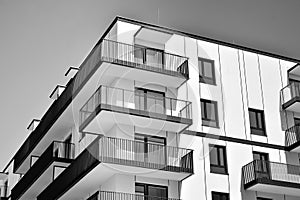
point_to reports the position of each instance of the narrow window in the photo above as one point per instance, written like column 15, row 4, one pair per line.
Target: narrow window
column 220, row 196
column 257, row 122
column 209, row 113
column 218, row 160
column 206, row 71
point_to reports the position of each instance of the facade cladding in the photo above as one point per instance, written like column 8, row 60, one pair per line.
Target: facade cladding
column 156, row 114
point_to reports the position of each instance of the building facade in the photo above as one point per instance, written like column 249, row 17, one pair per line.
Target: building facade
column 154, row 113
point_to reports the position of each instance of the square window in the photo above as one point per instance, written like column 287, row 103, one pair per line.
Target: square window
column 206, row 71
column 219, row 196
column 257, row 122
column 209, row 113
column 218, row 160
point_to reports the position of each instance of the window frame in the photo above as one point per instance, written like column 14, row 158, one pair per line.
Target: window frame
column 144, row 53
column 212, row 166
column 204, row 118
column 202, row 77
column 220, row 193
column 255, row 130
column 146, row 189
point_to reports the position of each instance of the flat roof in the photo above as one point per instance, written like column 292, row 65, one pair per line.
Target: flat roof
column 199, row 37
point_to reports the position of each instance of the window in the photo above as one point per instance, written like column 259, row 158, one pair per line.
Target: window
column 218, row 160
column 149, row 56
column 220, row 196
column 151, row 149
column 157, row 191
column 257, row 122
column 206, row 71
column 296, row 121
column 209, row 113
column 261, row 164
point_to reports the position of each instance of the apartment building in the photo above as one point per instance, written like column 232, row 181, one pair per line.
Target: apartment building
column 158, row 114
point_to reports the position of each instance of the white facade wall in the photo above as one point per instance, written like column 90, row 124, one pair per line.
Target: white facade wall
column 243, row 80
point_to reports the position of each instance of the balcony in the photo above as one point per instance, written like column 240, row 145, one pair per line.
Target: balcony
column 271, row 177
column 42, row 171
column 290, row 97
column 108, row 195
column 143, row 64
column 292, row 138
column 106, row 157
column 108, row 106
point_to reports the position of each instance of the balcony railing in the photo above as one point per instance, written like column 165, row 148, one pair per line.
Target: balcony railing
column 141, row 154
column 57, row 151
column 289, row 92
column 292, row 135
column 131, row 100
column 265, row 171
column 143, row 58
column 107, row 195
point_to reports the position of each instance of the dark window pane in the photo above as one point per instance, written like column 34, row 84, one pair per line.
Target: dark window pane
column 203, row 110
column 157, row 191
column 221, row 154
column 154, row 58
column 208, row 71
column 218, row 159
column 200, row 67
column 252, row 116
column 259, row 120
column 257, row 125
column 139, row 189
column 213, row 156
column 211, row 111
column 220, row 196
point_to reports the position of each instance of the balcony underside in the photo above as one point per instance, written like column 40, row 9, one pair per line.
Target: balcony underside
column 101, row 173
column 292, row 105
column 106, row 116
column 141, row 73
column 275, row 187
column 41, row 182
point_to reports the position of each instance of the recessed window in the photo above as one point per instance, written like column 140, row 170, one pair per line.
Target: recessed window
column 219, row 196
column 206, row 71
column 149, row 56
column 218, row 160
column 209, row 113
column 151, row 191
column 257, row 122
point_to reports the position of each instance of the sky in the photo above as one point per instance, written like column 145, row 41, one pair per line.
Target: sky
column 40, row 39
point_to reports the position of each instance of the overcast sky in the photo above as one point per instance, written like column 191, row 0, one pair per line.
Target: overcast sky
column 40, row 39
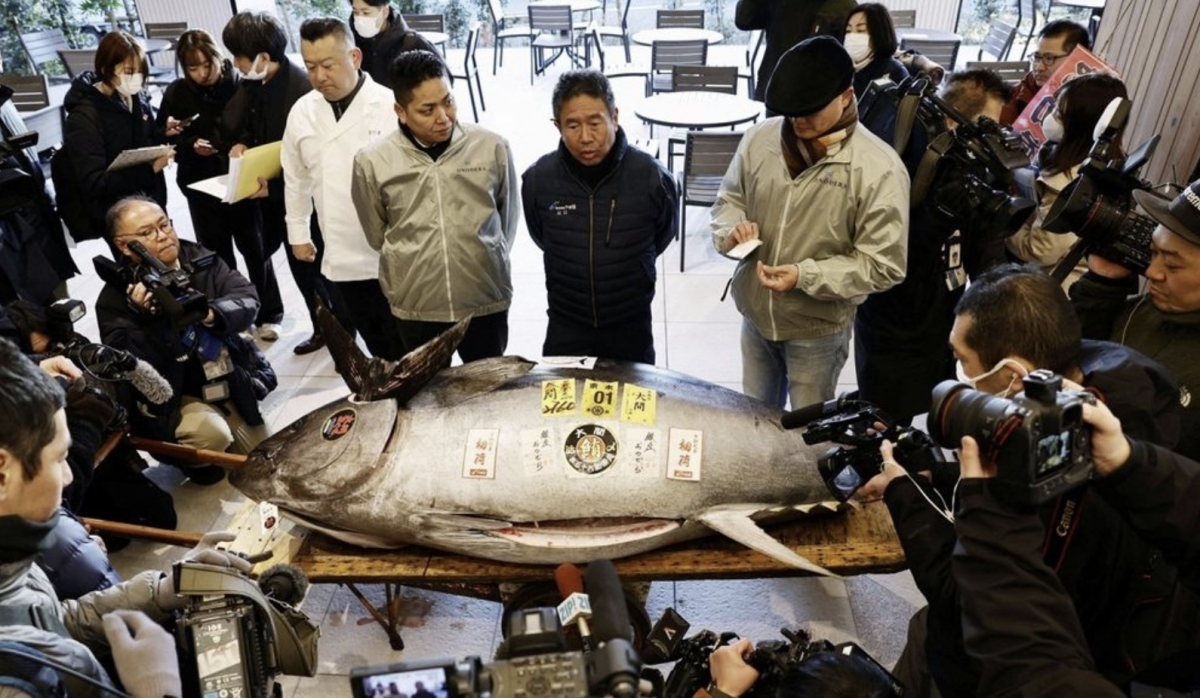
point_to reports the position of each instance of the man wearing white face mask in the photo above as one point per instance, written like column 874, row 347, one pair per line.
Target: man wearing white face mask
column 382, row 34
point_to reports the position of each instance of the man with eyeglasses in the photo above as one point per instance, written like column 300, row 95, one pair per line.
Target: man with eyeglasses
column 219, row 375
column 1055, row 42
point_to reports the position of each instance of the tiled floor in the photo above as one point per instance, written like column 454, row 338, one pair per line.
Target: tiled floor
column 695, row 334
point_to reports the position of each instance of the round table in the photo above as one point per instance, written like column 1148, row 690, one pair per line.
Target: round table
column 697, row 109
column 648, row 36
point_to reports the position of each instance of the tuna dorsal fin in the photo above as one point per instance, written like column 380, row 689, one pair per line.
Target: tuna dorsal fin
column 373, row 378
column 735, row 522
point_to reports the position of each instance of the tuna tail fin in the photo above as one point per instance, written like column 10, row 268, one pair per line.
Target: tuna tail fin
column 373, row 378
column 735, row 522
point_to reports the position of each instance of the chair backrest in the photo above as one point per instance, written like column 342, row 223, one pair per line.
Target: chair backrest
column 685, row 18
column 425, row 22
column 904, row 18
column 78, row 60
column 29, row 92
column 705, row 78
column 708, row 154
column 1012, row 72
column 665, row 54
column 551, row 18
column 999, row 40
column 940, row 52
column 42, row 47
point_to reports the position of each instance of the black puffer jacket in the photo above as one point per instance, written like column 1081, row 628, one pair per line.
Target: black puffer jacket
column 600, row 244
column 234, row 302
column 97, row 130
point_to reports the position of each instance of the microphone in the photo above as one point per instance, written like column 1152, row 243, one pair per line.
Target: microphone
column 576, row 607
column 801, row 417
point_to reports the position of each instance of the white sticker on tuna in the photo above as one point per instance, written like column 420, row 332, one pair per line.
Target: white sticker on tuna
column 538, row 450
column 479, row 459
column 646, row 451
column 685, row 450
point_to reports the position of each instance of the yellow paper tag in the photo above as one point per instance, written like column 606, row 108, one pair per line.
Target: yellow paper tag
column 558, row 397
column 600, row 398
column 639, row 404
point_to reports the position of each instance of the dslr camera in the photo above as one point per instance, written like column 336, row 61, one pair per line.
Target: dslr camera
column 1098, row 205
column 1038, row 440
column 237, row 636
column 171, row 288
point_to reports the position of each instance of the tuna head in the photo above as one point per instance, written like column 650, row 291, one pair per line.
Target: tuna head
column 319, row 457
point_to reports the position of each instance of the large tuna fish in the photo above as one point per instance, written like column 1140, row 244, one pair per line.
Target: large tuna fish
column 522, row 462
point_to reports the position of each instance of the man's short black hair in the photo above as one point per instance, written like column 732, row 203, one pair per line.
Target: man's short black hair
column 967, row 91
column 1072, row 32
column 250, row 34
column 1018, row 310
column 413, row 67
column 588, row 83
column 318, row 28
column 29, row 399
column 835, row 675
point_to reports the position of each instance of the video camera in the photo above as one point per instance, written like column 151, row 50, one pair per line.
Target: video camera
column 965, row 173
column 858, row 428
column 239, row 635
column 1098, row 204
column 1038, row 440
column 533, row 661
column 171, row 288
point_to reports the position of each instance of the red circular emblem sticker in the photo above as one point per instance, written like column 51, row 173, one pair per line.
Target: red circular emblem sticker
column 339, row 425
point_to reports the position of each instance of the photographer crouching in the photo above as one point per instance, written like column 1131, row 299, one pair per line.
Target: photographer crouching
column 183, row 310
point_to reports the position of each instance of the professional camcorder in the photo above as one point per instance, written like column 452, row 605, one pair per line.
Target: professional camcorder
column 1098, row 204
column 1038, row 440
column 858, row 428
column 171, row 288
column 533, row 661
column 237, row 636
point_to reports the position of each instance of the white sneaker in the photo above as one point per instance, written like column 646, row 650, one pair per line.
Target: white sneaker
column 269, row 331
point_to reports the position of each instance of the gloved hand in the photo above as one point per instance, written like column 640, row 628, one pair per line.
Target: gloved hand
column 145, row 660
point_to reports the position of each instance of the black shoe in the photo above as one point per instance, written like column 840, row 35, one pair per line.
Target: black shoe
column 203, row 475
column 310, row 346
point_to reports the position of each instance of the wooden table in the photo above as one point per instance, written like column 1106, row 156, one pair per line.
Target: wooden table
column 648, row 36
column 856, row 541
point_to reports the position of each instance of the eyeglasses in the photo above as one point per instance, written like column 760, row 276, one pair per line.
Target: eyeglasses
column 1047, row 59
column 151, row 233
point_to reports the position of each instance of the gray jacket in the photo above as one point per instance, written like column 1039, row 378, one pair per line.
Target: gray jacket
column 443, row 228
column 844, row 222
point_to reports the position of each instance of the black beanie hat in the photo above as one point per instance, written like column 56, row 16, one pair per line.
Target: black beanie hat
column 809, row 76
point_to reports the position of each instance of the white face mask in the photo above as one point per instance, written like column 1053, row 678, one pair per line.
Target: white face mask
column 961, row 374
column 255, row 73
column 1051, row 127
column 130, row 85
column 367, row 26
column 858, row 46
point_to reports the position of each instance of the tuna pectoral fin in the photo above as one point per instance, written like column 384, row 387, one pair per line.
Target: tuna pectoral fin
column 371, row 378
column 735, row 522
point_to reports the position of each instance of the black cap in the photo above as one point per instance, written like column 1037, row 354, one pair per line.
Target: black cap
column 809, row 76
column 1181, row 215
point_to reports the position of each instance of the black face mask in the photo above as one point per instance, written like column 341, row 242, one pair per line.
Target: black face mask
column 21, row 537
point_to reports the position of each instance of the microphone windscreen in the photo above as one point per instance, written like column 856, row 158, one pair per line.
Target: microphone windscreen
column 610, row 618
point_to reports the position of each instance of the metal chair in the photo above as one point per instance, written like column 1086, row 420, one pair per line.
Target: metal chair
column 471, row 70
column 501, row 32
column 904, row 18
column 999, row 41
column 683, row 18
column 1012, row 72
column 553, row 30
column 707, row 156
column 667, row 54
column 940, row 52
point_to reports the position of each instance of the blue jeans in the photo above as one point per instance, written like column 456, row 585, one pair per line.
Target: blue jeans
column 803, row 369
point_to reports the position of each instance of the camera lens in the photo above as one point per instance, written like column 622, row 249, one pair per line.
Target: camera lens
column 959, row 411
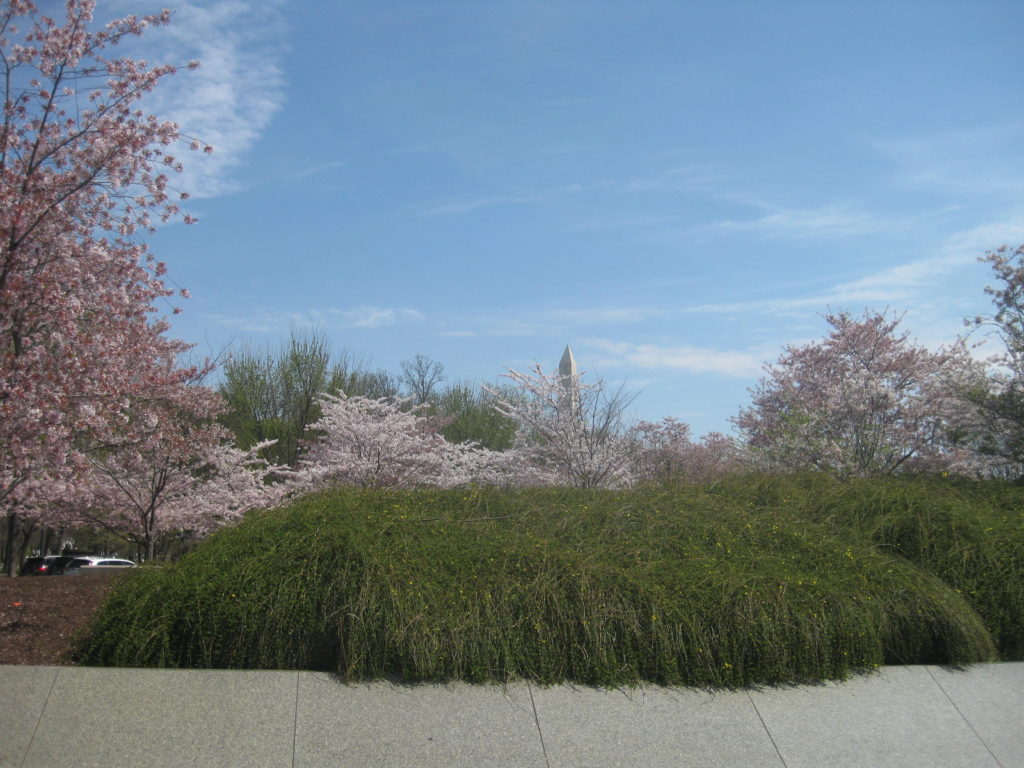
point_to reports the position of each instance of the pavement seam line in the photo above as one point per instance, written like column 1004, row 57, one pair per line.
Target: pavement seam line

--*--

Your goal:
Can you put the lines above into a numbered list, leaving out blank lines, beginning at the line that has "point_to reports the position of each instance of the square" and stopping after the line that has "column 146, row 189"?

Exercise answer:
1. point_to reports the position of each instance of the square window in the photo above as one point per instance, written like column 287, row 103, one pair per line.
2. Target: square window
3. column 206, row 71
4. column 219, row 196
5. column 257, row 122
6. column 209, row 113
7. column 218, row 160
8. point_to reports the position of each instance of the window frame in the photo above as one point per instance, written like column 14, row 158, one pair per line.
9. Target: window frame
10. column 144, row 53
11. column 212, row 166
12. column 204, row 118
13. column 202, row 77
14. column 220, row 193
15. column 255, row 130
16. column 146, row 189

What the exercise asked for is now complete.